* [WORK TO BE COMPLETED] Write the next part of the post about confusing radio ads below, starting right after its last sentence.

A later ad was particularly bad because it sounded to me like the exact same guy from the first commercial, who presumably is Ty Coughlin, but this time he was doing a testimonial on having used the Ty Coughlin internet marketing system and even got to meet Ty, and found that he’s a “really cool dude.” Well, it’s good to know that Ty thinks of himself as a really cool dude, but not so great that apparently the premise of the commercial is that you’ve never heard any of the prior commercials so you don’t realize it’s Ty talking about himself. Of even worse, you heard the earlier ads and are not sharp enough to have noticed it’s all the same guy talking about himself!
What’s Going On In The World I Don’t Know About Ads
The second category of ads that always confuse me are those for male prostate pills and medicines. I think the ads are usually for something called beta prostate, but I’m too lazy right now to try to dogpile it online. (dogpile? - ed. Yes, it aggregates various search engines to perform online searching, so I can trick myself into thinking I’m not using Google even though that’s one of the aggregated engines. Why not use Google? - ed. Because I think Google is just slightly evil and creepy.)
The thing that gets me with these ads is the casual reference to a comparison of the effectiveness of the product being advertised to the use of something called saw palmetto tablets. (Is that really how you spell ‘saw palmetto’? - ed. Yes, that I did dogpile.) And every time I hear those ads, I think, “What the (*# is ‘saw palmetto’ and how does everyone else listening to this sports talk radio program know what the (* it is?!”

* [SOURCE DATA]
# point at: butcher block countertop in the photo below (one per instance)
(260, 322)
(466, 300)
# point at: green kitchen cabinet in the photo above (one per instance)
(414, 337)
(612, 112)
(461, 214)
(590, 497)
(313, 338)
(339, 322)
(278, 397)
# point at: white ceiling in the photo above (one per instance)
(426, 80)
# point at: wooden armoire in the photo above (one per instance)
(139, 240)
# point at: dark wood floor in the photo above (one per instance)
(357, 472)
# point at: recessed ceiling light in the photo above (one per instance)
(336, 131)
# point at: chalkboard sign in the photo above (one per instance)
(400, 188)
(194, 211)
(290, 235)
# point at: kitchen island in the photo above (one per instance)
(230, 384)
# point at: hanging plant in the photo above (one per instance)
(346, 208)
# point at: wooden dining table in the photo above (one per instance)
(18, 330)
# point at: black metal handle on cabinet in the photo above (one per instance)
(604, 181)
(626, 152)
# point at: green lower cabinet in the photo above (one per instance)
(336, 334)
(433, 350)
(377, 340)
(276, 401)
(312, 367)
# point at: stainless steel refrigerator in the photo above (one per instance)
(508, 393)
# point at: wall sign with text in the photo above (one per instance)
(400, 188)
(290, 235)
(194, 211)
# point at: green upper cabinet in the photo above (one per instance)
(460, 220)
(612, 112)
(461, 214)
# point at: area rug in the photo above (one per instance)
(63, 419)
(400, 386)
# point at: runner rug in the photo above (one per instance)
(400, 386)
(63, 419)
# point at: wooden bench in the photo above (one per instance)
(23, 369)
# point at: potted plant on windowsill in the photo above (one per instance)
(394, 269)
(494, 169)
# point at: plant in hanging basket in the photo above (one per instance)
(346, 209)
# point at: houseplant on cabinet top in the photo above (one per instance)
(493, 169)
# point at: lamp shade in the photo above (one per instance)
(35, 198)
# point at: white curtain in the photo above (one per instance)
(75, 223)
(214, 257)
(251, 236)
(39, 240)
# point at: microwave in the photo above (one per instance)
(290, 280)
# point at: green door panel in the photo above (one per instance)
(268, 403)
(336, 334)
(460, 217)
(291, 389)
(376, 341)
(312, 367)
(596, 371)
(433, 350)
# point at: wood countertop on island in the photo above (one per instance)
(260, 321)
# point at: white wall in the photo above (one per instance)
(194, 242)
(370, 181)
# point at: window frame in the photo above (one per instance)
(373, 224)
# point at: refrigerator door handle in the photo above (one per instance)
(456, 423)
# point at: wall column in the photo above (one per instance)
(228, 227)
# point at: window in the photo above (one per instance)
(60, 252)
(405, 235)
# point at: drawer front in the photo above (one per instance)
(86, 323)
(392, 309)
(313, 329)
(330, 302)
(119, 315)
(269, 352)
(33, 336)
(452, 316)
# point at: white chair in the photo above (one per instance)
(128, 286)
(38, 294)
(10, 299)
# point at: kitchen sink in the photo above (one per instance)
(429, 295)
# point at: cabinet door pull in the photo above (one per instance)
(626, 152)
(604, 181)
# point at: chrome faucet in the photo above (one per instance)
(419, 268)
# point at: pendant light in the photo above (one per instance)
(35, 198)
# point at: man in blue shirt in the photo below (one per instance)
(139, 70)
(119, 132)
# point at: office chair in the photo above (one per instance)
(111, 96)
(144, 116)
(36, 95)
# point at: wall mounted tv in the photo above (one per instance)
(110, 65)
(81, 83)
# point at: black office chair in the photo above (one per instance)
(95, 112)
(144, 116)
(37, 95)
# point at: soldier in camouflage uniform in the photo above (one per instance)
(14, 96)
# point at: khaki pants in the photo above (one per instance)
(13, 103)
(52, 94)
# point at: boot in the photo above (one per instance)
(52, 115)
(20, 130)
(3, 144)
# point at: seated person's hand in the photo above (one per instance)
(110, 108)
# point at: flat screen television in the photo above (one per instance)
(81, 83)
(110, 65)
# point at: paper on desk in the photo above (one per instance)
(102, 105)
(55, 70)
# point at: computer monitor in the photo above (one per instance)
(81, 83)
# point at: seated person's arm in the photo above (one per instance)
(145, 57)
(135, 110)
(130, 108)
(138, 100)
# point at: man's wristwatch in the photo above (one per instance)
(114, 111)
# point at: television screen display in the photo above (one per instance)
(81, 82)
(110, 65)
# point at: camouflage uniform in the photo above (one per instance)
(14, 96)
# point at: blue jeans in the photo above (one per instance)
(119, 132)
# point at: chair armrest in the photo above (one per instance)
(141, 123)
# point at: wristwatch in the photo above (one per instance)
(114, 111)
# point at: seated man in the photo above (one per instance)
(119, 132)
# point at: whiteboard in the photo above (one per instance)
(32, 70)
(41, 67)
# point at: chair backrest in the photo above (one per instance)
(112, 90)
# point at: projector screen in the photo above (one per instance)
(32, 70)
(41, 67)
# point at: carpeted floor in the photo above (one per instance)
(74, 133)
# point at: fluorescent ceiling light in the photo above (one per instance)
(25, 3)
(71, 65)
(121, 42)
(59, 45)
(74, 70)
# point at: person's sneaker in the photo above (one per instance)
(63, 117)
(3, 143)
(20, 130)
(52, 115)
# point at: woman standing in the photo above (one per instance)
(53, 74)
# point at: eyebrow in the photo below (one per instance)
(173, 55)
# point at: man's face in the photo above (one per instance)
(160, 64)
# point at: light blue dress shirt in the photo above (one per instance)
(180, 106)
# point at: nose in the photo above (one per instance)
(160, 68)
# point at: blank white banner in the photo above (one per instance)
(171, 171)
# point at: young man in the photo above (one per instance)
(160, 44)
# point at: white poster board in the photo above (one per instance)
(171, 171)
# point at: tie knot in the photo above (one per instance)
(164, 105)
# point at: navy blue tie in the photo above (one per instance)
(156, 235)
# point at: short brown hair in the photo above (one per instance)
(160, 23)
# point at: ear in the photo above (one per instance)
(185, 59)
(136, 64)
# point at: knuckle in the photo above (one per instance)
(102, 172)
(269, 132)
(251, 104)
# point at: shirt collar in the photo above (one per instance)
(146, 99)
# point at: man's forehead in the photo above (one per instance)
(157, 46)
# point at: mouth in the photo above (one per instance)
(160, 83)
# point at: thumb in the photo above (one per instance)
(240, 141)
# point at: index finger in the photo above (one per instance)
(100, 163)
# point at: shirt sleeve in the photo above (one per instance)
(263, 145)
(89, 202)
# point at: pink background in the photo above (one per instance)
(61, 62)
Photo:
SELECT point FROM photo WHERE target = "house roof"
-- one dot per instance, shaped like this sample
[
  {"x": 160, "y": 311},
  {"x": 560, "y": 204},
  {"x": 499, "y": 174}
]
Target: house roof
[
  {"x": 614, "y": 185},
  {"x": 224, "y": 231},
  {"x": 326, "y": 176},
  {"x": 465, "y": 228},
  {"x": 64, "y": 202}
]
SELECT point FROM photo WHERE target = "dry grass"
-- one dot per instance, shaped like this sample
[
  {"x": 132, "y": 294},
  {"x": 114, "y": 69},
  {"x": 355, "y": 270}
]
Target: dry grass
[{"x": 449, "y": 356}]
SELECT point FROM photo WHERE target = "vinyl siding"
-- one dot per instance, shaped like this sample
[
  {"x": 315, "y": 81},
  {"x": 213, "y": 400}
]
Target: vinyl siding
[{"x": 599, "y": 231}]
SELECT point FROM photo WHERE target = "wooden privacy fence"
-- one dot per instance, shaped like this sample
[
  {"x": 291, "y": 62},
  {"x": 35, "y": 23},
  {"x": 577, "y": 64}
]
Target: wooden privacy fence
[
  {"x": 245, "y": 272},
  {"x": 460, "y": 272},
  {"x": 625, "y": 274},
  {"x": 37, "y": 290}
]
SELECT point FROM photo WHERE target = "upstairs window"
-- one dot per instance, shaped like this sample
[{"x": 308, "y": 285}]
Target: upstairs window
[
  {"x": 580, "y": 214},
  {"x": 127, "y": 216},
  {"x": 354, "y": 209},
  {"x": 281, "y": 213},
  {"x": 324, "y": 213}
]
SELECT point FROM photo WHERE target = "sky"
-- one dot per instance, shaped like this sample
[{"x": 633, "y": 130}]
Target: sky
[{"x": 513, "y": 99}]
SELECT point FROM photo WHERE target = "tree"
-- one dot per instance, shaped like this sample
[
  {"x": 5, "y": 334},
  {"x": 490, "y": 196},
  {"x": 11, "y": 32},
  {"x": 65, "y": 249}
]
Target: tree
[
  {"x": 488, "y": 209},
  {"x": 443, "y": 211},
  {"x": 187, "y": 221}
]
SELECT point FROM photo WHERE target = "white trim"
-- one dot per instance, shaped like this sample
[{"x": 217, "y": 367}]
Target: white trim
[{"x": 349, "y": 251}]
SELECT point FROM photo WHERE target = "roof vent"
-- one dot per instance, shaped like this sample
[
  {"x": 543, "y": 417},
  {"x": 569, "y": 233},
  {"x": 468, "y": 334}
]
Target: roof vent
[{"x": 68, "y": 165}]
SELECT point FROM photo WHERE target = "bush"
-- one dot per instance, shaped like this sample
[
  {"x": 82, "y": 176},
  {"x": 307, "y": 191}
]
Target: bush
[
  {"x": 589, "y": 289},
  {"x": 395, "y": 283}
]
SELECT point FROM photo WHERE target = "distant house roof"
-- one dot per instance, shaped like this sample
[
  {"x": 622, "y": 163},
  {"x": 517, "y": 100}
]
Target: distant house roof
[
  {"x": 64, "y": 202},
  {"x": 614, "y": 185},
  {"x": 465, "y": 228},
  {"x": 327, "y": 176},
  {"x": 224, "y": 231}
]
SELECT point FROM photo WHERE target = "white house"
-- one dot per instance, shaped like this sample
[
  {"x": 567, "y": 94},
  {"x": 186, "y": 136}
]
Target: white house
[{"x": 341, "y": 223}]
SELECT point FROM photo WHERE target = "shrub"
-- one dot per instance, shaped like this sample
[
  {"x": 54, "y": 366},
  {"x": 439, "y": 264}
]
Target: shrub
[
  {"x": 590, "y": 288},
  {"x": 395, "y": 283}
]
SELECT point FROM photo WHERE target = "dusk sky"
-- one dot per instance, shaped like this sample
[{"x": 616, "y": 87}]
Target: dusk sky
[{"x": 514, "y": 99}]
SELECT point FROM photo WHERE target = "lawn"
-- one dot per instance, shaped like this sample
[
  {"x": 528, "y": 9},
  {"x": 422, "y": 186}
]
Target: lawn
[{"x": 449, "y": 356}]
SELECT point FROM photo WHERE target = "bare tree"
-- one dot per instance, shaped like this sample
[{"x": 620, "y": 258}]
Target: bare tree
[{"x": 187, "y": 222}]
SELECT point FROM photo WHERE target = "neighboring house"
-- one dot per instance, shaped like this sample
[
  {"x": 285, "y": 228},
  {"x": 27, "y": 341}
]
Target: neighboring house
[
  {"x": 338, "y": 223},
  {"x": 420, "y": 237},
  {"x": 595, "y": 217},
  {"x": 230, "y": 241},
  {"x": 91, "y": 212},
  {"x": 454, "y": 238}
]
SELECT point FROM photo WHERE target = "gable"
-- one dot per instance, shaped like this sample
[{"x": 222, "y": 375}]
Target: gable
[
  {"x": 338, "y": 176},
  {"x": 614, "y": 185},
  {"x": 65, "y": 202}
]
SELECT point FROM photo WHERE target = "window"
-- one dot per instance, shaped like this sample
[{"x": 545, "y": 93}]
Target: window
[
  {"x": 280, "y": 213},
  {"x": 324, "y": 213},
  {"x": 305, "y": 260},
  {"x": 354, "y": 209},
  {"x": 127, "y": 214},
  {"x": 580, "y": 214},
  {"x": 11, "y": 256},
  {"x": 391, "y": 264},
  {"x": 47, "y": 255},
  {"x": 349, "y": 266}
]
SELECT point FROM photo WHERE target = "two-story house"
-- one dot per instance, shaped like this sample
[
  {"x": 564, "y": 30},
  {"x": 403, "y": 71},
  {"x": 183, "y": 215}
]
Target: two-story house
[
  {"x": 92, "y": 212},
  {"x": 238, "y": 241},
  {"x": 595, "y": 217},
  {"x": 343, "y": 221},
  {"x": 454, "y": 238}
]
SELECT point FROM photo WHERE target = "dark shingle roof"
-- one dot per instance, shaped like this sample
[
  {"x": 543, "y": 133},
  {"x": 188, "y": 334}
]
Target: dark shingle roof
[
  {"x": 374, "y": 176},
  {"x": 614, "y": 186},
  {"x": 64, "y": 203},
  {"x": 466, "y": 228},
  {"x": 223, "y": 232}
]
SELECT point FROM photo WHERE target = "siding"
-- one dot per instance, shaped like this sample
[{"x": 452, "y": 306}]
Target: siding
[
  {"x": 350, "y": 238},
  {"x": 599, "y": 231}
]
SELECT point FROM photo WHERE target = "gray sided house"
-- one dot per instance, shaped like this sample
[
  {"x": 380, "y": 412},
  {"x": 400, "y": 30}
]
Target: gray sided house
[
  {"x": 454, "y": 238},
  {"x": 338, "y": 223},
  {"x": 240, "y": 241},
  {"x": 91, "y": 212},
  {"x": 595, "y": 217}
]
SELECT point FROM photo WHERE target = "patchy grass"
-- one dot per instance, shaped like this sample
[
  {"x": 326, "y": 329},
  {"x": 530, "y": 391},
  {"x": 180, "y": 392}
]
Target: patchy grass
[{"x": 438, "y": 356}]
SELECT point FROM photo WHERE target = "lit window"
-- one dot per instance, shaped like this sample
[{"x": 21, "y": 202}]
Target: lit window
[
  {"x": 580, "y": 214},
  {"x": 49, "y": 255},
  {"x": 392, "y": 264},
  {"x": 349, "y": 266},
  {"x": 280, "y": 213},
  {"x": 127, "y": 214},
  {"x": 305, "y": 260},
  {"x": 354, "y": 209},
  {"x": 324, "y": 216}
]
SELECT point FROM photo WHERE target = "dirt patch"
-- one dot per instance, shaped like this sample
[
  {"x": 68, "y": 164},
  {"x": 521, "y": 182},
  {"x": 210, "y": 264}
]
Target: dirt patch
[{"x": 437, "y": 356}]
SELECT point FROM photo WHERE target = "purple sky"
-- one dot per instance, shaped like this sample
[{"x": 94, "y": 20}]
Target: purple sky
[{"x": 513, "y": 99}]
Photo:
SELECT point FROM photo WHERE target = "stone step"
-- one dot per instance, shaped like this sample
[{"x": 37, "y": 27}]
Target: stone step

* [REPLY]
I’m willing to concede that the prospect of taking one tablet of whatever is being advertised is probably better than taking 50 ‘saw palemetto’ tablets, whatever they are, but it doesn’t make me any happier or better informed after hearing the commercial.
Am I Reading Too Much Into This Ad?
Finally, if you’ve ever heard ads for the Boston Medical Group and its Boston Method, perhaps you’ve had some of the same questions I have about the commercials. If you haven’t heard the ads, they are for a clinic for the treatment of male “intimacy” issues such as not enough lead in the pencil or what the ads delicately refer to as “performance issues.” (Oh, THAT’S why the earlier disclaimer! - ed. Yes, exactly.)
As an initial matter, I’m always a little confused about the clinic’s claims that in most cases they will show you results during your first office visit. Given what they seem to be trying to help their patients with, I’m not sure I really want to be thinking about exactly how these guys are able to demonstrate results in the clinic on your first visit to get help with an itchy trigger finger, so to speak. It always makes me wonder if they are dangerously close to the line in advertising for the sale of sexual services.
But the really interesting part of the commercials are the writing and pacing of the dialogue, especially given the nature of the services they are trying to sell. When the narrator gives the listeners the clinic’s toll free phone number, he first gives the number speaking quite rapidly. Then he immediately says something like, “Wait, slower, 1- 800.whatever.” I have to think this is a deliberate allusion to the whole concept of someone getting over-excited, moving too quickly, and, well, you get the picture. So in a sense I think it’s a very clever way of getting a message across that they understand the problem some listeners are having and that they know how to help with it.
Or maybe I’m really overthinking the whole commercial.